* _TEXTE À LIRE_:
Jurisprudence : Marques
Tribunal de Grande Instance de Paris Ordonnance de référé du 2 août 2002
SA Société des Participations du CEA / Association Greenpeace France, SA Internet FR
contrefaçon - marque
Faits et procédure
La société des Participations du Commissariat à l’Energie Atomique (SPCEA) exerçant son activité sous le nom commercial d’Areva est constituée du regroupement des activités des sociétés CEA Industrie, Cogema, FCI, Framatome ANP et Technicatome.
Ce groupe est le leader mondial des produits et services permettant la production d’électricité nucléaire.
La SPCEA est titulaire de deux marques françaises :
– une marque semi-figurative constituée de la lettre A stylisée déposée le 10 août 2001 et enregistrée sous le n° 01 3 116 435 ;
– une marque semi-figurative constituée de cette même lettre soulignée par l’élément dénominatif Areva, marque déposée le 10 août 2001 et enregistrée sous le n° 01 3 116 147 ;
ces deux marques désignant différents produits et services des classes 1, 4, 6, 7, 9, 11, 19, 35, 36, 37, 38, 39, 40, 41 et 42, et notamment les « télécommunications ; services de communication par réseaux extranet, internet ou intranet et de communications radiophoniques, télégraphiques ou téléphoniques dans les domaines de l’énergie nucléaire, de la connectique et de l’électronique ; communications par terminaux d’ordinateurs et transmission d’informations dans les domaines de l’énergie nucléaire, de la connectique et de l’électronique ; diffusion et transmission de messages, d’informations et de renseignements par réseaux extranet, internet ou intranet dans les domaines de l’énergie nucléaire et de la connectique ».

* _DONNÉES FOURNIES_:
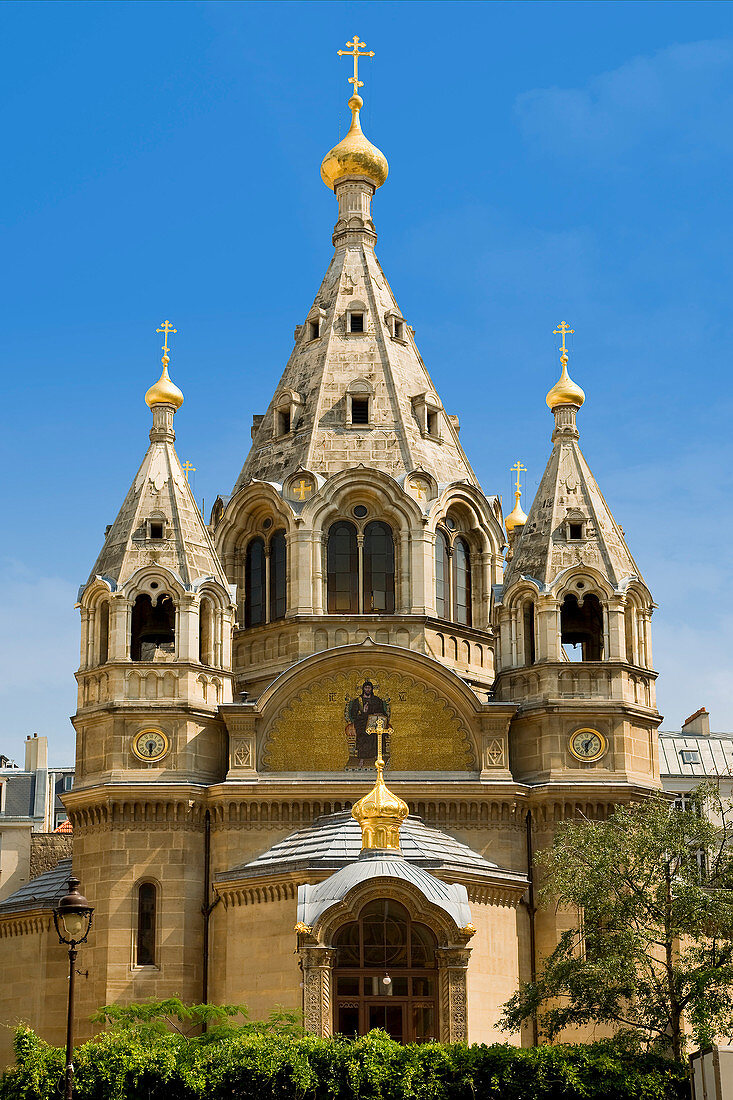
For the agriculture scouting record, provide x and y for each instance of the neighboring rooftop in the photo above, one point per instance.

* _CONSIGNES_:
- 1) D'après la décision sur les marques d'Areva, sous quel nom commercial la SPCEA exerce-t-elle son activité ?
- 2) Poursuivez la décision sur les marques d'Areva à partir de l'endroit où elle s'interrompt.

* _RÉPONSES_:
- 1) Elle exerce son activité sous le nom commercial d'Areva.

- 2)
Par acte du 22 juillet 2002, la SPCEA assigne l’association Greenpeace France et la société Internet FR pour voir au visa des articles L 716-6 et L 713-2 du code de la propriété intellectuelle :
– ordonner sur les pages web du site www.greenpeace.fr la suppression de toutes reproductions, imitations et usages des marques précitées ainsi que toutes références illicites, implicites ou explicites à ces marques sous astreinte de 10 000 € par jour de retard à compter de la signification de la décision à intervenir ;
– interdire à Greenpeace la reproduction de ces marques sur tout support et notamment sur son site internet sous la même astreinte ;
– déclarer commun à la société Internet FR l’ordonnance à intervenir notamment en ce qu’elle fera injonction à la société Greenpeace de cesser les reproductions, imitations et usages illicites des marques en cause ;
– condamner la société Greenpeace à lui payer la somme de 4500 € en application de l’article 700 du ncpc.
La SCPEA explique qu’elle a fait constater par huissier le 11 juillet 2002 que sur le site internet de Greenpeace ses marques étaient reproduites systématiquement associées à une tête de mort ou au corps d’un poisson en lettres de sang ou à un bateau posant sur une bombe atomique et ce, pour illustrer plusieurs articles informant les internautes sur les actions menées par Greenpeace à l’encontre de l’industrie nucléaire.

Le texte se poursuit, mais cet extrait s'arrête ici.